===== Information provided

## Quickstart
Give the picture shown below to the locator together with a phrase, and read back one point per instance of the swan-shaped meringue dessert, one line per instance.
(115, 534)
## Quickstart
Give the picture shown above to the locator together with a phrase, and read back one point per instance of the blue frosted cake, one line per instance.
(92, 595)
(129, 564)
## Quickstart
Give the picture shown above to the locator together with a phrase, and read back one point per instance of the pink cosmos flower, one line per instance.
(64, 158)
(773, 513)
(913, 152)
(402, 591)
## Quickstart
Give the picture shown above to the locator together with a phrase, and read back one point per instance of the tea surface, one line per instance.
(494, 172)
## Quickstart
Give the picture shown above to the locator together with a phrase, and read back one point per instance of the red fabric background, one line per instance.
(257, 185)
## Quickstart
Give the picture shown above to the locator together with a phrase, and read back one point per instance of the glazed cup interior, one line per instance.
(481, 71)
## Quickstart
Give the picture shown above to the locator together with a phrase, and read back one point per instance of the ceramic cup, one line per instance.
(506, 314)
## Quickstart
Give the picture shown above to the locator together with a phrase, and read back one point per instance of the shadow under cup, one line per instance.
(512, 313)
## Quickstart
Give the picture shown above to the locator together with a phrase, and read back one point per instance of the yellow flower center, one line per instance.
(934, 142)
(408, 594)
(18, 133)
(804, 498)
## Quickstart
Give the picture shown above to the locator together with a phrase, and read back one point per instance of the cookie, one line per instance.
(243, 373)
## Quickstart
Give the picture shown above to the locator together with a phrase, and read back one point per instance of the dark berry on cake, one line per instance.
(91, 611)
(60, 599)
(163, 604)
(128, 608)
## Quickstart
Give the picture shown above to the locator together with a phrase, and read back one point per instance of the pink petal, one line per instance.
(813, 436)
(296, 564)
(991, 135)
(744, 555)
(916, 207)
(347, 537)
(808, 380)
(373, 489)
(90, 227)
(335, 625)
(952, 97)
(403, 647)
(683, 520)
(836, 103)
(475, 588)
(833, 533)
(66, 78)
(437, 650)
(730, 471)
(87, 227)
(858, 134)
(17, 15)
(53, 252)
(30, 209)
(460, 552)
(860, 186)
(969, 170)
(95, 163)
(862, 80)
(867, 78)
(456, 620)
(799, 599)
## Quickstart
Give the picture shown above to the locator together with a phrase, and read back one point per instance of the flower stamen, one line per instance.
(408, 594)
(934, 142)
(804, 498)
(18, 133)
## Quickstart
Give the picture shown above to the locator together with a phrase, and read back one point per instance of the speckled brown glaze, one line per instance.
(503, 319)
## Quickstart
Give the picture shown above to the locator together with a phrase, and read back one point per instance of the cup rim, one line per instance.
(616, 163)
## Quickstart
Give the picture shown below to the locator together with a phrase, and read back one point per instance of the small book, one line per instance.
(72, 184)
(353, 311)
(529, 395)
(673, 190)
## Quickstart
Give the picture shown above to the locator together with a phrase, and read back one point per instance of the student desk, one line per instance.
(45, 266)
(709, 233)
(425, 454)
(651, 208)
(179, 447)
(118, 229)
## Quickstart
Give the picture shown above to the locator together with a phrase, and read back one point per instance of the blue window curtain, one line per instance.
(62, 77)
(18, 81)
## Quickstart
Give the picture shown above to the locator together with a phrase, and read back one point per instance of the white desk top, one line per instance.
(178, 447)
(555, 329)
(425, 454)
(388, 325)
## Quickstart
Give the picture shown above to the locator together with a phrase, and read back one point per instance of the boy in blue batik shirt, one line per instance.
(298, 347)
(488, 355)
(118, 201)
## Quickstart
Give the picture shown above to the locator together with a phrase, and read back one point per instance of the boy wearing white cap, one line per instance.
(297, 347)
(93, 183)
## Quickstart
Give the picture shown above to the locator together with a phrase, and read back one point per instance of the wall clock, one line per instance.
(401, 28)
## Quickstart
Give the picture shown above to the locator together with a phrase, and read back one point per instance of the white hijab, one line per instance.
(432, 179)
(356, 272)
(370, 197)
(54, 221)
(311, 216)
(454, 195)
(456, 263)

==========

Stated goal: Recopy all the lines exactly as they appear.

Problem solution:
## Quickstart
Give the picture shown below to the locator together with a phrase, and read back one point per instance of the swan-shaped meringue dessert, one line per instance.
(115, 534)
## Quickstart
Give the picture shown above to the locator together with a phrase, and read back one point per instance of the blue frosted cake, one line per instance.
(92, 595)
(129, 564)
## Quickstart
Give the picture shown above to the locator together with a phrase, and read back one point per instance of the pink cosmos flower, one line per instance.
(64, 158)
(773, 513)
(913, 152)
(402, 591)
## Quickstart
Give the picture shown above to the locator together with a phrase, and read back one point per instance of the tea surface, one line per instance.
(494, 172)
## Quickstart
Give the picture shown above to the locator together with a phrase, and read back one point per instance of the red fabric background, one line per instance.
(257, 185)
## Quickstart
Give the picture shown above to the locator together with a phrase, and read back one point per instance of the glazed cup interior, one line per instance.
(481, 71)
## Quickstart
Give the picture shown above to the locator together with a phrase, and read back one point per instance of the ceramic cup, one line per instance.
(506, 314)
## Quickstart
Give the picture shown above to the locator together with a phrase, and read back one point per instance of the shadow under cup, one line per instance.
(512, 313)
## Quickstart
Give the picture shown above to the locator together with a phrase, and read back one point per instance of the yellow flower center, one line per instance.
(934, 142)
(408, 594)
(18, 133)
(804, 498)
## Quickstart
Give the picture shown above to the locator together with a phrase, and read back one point per instance of the cookie, one line per instance.
(243, 373)
## Quickstart
Give the picture shown above to the locator together with a phrase, and read back one point per instance of the dark berry on cake, one line per instance.
(91, 611)
(60, 599)
(163, 604)
(128, 608)
## Quickstart
Give the picture shown above to the locator together with a phrase, and read back one point per instance of the pink petal, one line per instance.
(813, 436)
(296, 564)
(991, 135)
(744, 555)
(916, 207)
(347, 537)
(808, 380)
(373, 489)
(90, 227)
(335, 625)
(952, 97)
(403, 647)
(683, 520)
(836, 103)
(475, 588)
(833, 533)
(66, 78)
(437, 650)
(730, 471)
(87, 227)
(858, 134)
(17, 15)
(53, 252)
(30, 209)
(460, 552)
(860, 186)
(969, 170)
(95, 163)
(862, 80)
(867, 78)
(456, 620)
(799, 599)
## Quickstart
Give the picture shown above to the locator together with a phrase, and read back one point per instance of the flower stamen, one line per instance.
(408, 594)
(934, 142)
(804, 498)
(18, 133)
## Quickstart
Give the picture shown above to the locator together with a phrase, and read back one point per instance of the speckled brown glaze, one line per instance.
(503, 319)
## Quickstart
Give the picture shown above to the locator together with a phrase, and read back one point per instance of the cup rim, one line per instance.
(616, 163)
## Quickstart
Give the picture shown below to the locator together with a phrase, and read back one point per instance of the small book, one line per instance.
(72, 184)
(353, 311)
(529, 395)
(673, 190)
## Quickstart
Give the picture shown above to the locator together with a phrase, and read back one point per instance of the student desk, one line per instance.
(45, 266)
(709, 233)
(425, 454)
(651, 208)
(179, 447)
(118, 229)
## Quickstart
Give the picture shown above to the locator together with a phrase, and read back one point per instance of the blue window curtain, one line per instance.
(62, 77)
(18, 81)
## Quickstart
Give the picture shown above to the locator together with a phrase, and read back one point per instance of the white desk top, one line per instance.
(178, 447)
(555, 329)
(425, 454)
(388, 325)
## Quickstart
Give the picture shown above to the locator together with a phrase, and read back one point per instance of the boy in blue batik shirt, one line per instance.
(298, 347)
(488, 355)
(118, 201)
## Quickstart
Give the picture shown above to the locator together with a phrase, and read back one point per instance of the boy wearing white cap, one line per instance.
(297, 347)
(93, 183)
## Quickstart
Give the picture shown above to the locator together with a phrase, and read back one point per instance of the wall clock, one line per instance.
(401, 28)
## Quickstart
Give the picture shown above to the locator together with a phrase, and read back one point per instance of the white hijab, one line per instance.
(432, 179)
(356, 272)
(370, 197)
(54, 221)
(311, 216)
(454, 195)
(456, 263)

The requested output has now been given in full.